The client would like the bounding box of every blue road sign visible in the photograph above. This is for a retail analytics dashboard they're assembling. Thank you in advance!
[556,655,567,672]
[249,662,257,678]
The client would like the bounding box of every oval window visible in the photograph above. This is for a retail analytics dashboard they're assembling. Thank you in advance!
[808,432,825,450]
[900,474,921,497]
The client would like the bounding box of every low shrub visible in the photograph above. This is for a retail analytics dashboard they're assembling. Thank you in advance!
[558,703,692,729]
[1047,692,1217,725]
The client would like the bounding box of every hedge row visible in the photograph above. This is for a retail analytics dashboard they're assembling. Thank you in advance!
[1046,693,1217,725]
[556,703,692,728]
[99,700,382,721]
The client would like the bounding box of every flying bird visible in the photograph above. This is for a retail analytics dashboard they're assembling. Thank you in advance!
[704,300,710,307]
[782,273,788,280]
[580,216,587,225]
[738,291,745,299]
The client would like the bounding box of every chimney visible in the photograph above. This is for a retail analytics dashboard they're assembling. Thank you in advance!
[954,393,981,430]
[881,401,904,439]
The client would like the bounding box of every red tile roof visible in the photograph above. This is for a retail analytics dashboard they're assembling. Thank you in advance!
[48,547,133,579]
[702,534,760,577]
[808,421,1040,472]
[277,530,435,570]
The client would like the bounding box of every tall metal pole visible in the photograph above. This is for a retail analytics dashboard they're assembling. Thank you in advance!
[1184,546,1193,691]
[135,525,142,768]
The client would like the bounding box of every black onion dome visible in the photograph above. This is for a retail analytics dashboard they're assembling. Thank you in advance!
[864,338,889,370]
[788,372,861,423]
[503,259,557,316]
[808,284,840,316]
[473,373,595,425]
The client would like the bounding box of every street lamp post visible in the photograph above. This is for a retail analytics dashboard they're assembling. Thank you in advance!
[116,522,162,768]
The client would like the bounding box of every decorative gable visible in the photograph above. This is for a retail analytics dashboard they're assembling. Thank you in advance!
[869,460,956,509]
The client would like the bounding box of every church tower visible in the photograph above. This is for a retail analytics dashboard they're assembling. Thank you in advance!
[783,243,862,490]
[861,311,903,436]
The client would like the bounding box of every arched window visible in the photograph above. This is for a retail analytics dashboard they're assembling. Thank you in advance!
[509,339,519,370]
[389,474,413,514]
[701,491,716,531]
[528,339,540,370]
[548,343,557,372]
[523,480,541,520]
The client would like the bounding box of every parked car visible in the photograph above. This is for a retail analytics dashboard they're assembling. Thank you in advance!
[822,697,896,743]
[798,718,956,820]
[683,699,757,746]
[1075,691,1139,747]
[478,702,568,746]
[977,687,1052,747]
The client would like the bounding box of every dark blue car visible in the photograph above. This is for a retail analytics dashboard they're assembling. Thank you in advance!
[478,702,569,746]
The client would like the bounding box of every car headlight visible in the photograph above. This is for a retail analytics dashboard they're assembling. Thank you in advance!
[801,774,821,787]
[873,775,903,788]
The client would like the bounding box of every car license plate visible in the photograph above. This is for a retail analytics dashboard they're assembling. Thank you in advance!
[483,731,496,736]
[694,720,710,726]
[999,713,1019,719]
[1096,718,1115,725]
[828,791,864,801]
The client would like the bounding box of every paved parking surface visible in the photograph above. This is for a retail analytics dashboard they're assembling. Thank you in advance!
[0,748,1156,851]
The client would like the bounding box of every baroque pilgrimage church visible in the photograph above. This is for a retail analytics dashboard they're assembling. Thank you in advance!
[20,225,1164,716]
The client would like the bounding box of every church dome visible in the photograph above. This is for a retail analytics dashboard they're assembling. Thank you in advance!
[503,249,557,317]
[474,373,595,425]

Problem details: Start at the first line and transcribe the data exactly through the last.

Answer to this task:
The client would like the bounding box of every blue road sign visible in the photograph above. This is for a retail analytics dashboard they're assembling. Thank you in advance!
[556,655,567,672]
[249,662,257,678]
The client would like the bounding box of every oval window visible in the photograph above. This is for a retail analytics dashboard they're assembling. Thank you in advance!
[808,432,825,450]
[900,474,921,497]
The client would like the bounding box of every low shrub visible in the photograph above. This is for a retail analytics dashboard they're assembling. Thank you in advance!
[558,703,692,729]
[1047,692,1217,725]
The client would like the bounding box of every hedge row visible in the photograph above. This is for a retail analytics dashboard they're assembling. Thank you in advance!
[1046,693,1217,725]
[556,703,692,728]
[99,700,382,721]
The client would like the bounding box of every flying bird visible in the photograph above. This is for a retail analytics dashboard they're assembling. Thank you in advance!
[704,300,710,307]
[782,273,788,280]
[580,216,587,225]
[738,291,745,299]
The client would like the bounding box of every chimney visible in the photograph above. This is for a retail analytics dashboard they're assembling. Thank you in advance!
[954,393,981,430]
[881,401,904,439]
The client would like the bounding box of every red tile roof visible in the photograph above. This is for a retail analytics dashboard they're assembling. Thank you in advance!
[48,547,133,579]
[702,534,760,577]
[808,421,1040,472]
[277,530,435,570]
The client would like the bounding box of every tall metal pole visible in the photograph above. This is for a retail analytics dashboard they're assembling. Thank you in advance!
[1184,546,1193,691]
[135,525,142,768]
The client would like the bounding box of every black onion dome visible in the photograph above. This is for a retail analytics dashboard they're assembling. Thank you in advance!
[864,338,889,370]
[788,372,861,423]
[503,259,557,316]
[808,284,840,316]
[473,373,595,425]
The client would like the bounding box of every street lamp post visible in the photograph above. This is for a retail analytics dashboard they're assembling. Thank you in advance!
[116,522,162,768]
The client would like the bounding box of every decorative gable visible in the photograph above. This is for a retail analytics dashboard they're assembling. Thank you in advance!
[869,460,956,509]
The client would like the bounding box of every church tower visible in the photograph above. This is for a retail analytics dashboard they're assembling. Thank you in advance!
[783,243,862,490]
[861,311,903,436]
The client would like the bounding box of every arched window visible in the photograph above. This is for a retail analytics dashboard they're assembling. Thank you in advance!
[509,339,519,370]
[389,474,413,514]
[701,491,716,531]
[528,339,540,370]
[548,343,557,372]
[523,480,541,520]
The client would like the bounding box of every parked car visible in the photograph above. This is for a retail analytics dashboard they're assembling. Thank you in advance!
[822,697,896,743]
[798,718,956,820]
[683,699,757,746]
[1075,691,1139,747]
[478,702,568,746]
[977,687,1052,747]
The client would like the bounding box of every dark blue car visible in the photograph above. This is for a retail analytics dashboard they're assembling. Thank you in advance!
[478,702,569,746]
The client would like the bounding box of every car headlight visible in the photograph above. This is for a retail analytics dashboard they're assembling. Thank you in advance!
[801,774,821,787]
[873,775,903,788]
The client would like the bounding box of every car license plate visible in the photograph above. This is for a retail analytics dashboard they're assembling. Thank you in advance!
[483,731,496,736]
[694,720,710,726]
[999,713,1019,719]
[1096,718,1115,725]
[828,791,864,801]
The client would like the bounding box of every paved parking surface visible in the photograph above. This is for a retail analytics dashboard they're assembling. Thank you in advance!
[0,748,1156,851]
The client would like the bounding box of every baroque pilgrimage church visible in the photograph above. This is for a retail analytics dashboard they're assembling. Thank you in advance!
[20,225,1164,716]
The client would like the bounding box of every church dome visible in the photograph above. This is for a retail analytics dashboard they're assembling. Thank you in advance!
[503,249,557,317]
[474,373,595,425]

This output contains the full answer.